ABOUT THIS EXERCISE —
Every line below containing the word "taxi" should be found and copied.

(TASK DATA begins)

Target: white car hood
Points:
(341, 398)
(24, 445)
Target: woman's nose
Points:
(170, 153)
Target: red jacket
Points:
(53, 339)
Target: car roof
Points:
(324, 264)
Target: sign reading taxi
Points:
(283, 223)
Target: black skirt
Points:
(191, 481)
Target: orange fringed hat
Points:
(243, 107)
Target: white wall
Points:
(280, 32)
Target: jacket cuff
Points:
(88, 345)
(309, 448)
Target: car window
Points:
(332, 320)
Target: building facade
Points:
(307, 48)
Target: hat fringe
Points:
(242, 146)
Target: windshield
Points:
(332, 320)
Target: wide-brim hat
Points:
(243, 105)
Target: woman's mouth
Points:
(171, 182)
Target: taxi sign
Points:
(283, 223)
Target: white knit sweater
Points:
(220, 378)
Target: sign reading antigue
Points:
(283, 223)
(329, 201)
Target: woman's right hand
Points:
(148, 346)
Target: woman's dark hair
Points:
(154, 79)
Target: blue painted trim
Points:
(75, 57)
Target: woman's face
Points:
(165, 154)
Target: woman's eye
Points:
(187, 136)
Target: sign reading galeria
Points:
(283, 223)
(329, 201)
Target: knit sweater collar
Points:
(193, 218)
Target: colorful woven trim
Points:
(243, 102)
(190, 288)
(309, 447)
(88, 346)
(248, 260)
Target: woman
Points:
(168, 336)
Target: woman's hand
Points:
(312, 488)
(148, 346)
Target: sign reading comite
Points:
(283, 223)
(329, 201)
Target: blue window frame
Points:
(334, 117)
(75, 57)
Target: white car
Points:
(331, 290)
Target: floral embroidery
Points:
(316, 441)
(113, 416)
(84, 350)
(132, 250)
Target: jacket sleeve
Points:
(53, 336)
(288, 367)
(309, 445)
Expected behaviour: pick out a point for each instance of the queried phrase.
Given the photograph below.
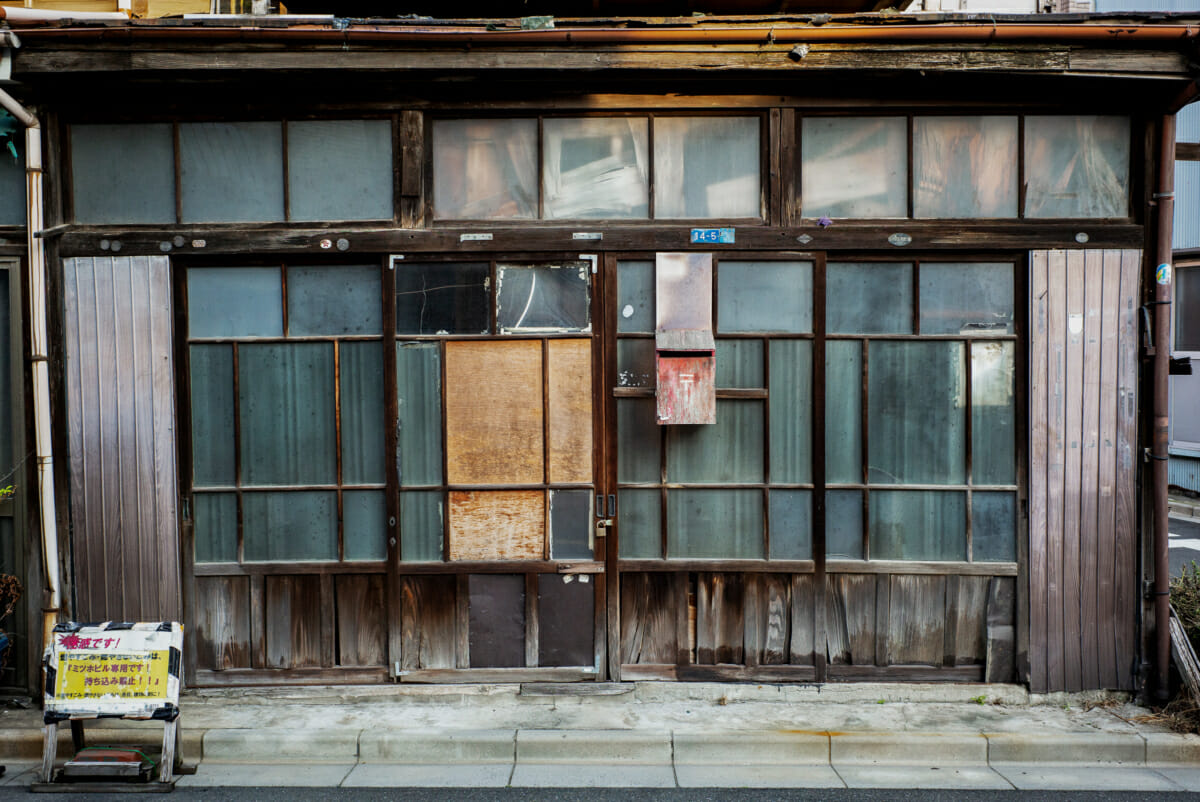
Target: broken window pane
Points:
(964, 167)
(1077, 166)
(419, 399)
(855, 167)
(594, 168)
(234, 303)
(791, 525)
(765, 297)
(286, 404)
(570, 524)
(994, 527)
(640, 524)
(916, 416)
(791, 411)
(289, 526)
(918, 525)
(120, 174)
(714, 524)
(966, 298)
(706, 167)
(334, 300)
(544, 298)
(231, 172)
(869, 298)
(365, 525)
(443, 298)
(340, 169)
(485, 169)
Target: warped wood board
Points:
(493, 401)
(569, 407)
(497, 524)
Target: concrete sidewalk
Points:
(658, 735)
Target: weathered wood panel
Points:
(497, 524)
(569, 410)
(648, 611)
(565, 617)
(1083, 432)
(222, 622)
(493, 406)
(361, 620)
(497, 626)
(121, 436)
(429, 608)
(294, 623)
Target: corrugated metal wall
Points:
(1083, 438)
(121, 418)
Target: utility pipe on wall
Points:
(39, 346)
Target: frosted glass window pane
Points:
(994, 527)
(791, 525)
(964, 166)
(419, 396)
(739, 363)
(213, 406)
(844, 525)
(443, 298)
(706, 167)
(855, 167)
(231, 172)
(340, 169)
(765, 297)
(635, 297)
(844, 412)
(723, 453)
(334, 300)
(918, 525)
(791, 411)
(637, 442)
(714, 524)
(234, 303)
(544, 298)
(570, 524)
(916, 417)
(120, 173)
(1077, 166)
(287, 413)
(216, 527)
(640, 524)
(594, 168)
(365, 525)
(420, 526)
(364, 454)
(635, 363)
(993, 413)
(869, 298)
(485, 169)
(966, 298)
(288, 526)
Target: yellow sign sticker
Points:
(90, 675)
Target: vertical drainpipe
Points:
(39, 343)
(1162, 303)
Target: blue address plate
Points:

(TASK DATA ends)

TASK RESULT —
Target: sign reading taxi
Target: taxi sign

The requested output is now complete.